**Directions for this task:**
Reproduce the items verbatim, starting with the line that contains "point: stone step" and going on through the line that contains "point: flower arrangement".

**The input:**
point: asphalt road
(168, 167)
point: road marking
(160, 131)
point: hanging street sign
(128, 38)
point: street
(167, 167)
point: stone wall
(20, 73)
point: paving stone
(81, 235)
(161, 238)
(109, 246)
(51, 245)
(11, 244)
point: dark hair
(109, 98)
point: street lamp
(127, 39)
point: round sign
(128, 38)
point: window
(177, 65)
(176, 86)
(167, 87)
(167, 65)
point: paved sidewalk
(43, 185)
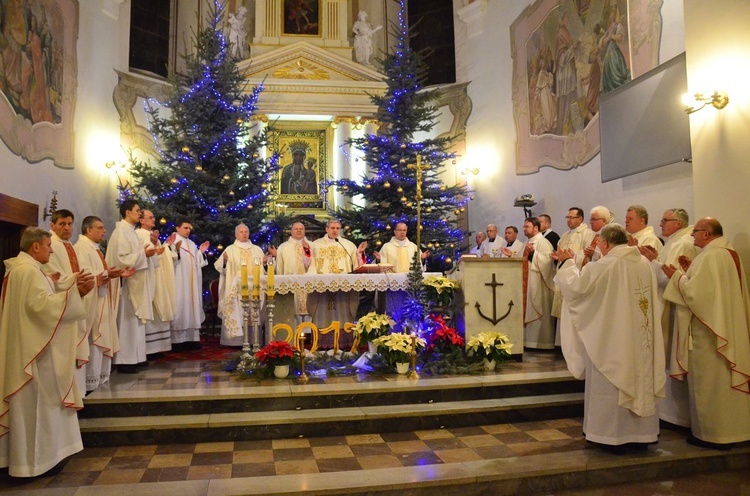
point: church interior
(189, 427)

...

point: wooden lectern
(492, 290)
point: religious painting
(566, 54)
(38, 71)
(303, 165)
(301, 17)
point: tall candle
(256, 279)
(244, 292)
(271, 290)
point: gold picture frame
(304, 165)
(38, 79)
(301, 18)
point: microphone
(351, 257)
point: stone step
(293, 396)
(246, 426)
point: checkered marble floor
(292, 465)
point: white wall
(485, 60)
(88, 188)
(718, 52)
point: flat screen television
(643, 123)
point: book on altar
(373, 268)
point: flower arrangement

**Full solution:**
point: stone step
(293, 396)
(246, 426)
point: checkered marble floor
(292, 465)
point: white wall
(485, 60)
(88, 188)
(718, 52)
point: flat screen television
(643, 123)
point: book on altar
(373, 268)
point: flower arrangement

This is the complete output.